Author  :  LIU JIANGWEI     Source  :    Chinese Social Sciences Today     2020-07-14

Realist web fiction saw a boom in 2019. Last year, over 10,000 writers participated in various levels of competitions for real-life web novels, according to the 2019 Chinese Internet Literature Blue Book recently released by the Network Literature Center of the Chinese Writers Association.

Among the many that stood out were works themed on various aspects of Chinese society, including entrepreneurship, targeted poverty alleviation, volunteers for rural schools and college-graduates working as village officials. Take, for instance, The Story of Shenzhen and Set Sail in 1980, each telling a story of China’s reform and openingup. Glory of Nuclear Medicine demonstrates the changes taking place in the new China, while Heroes of the Internet introduces the “new Chinese” of the internet era.
───
» Your assignment
Copy out the article above on realist web fiction in full, including its author and source line.

» Information supplied
───
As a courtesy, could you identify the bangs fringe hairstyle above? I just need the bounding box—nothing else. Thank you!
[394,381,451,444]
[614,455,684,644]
───
» Answer to the problem
Author  :  LIU JIANGWEI     Source  :    Chinese Social Sciences Today     2020-07-14

Realist web fiction saw a boom in 2019. Last year, over 10,000 writers participated in various levels of competitions for real-life web novels, according to the 2019 Chinese Internet Literature Blue Book recently released by the Network Literature Center of the Chinese Writers Association.

Among the many that stood out were works themed on various aspects of Chinese society, including entrepreneurship, targeted poverty alleviation, volunteers for rural schools and college-graduates working as village officials. Take, for instance, The Story of Shenzhen and Set Sail in 1980, each telling a story of China’s reform and openingup. Glory of Nuclear Medicine demonstrates the changes taking place in the new China, while Heroes of the Internet introduces the “new Chinese” of the internet era.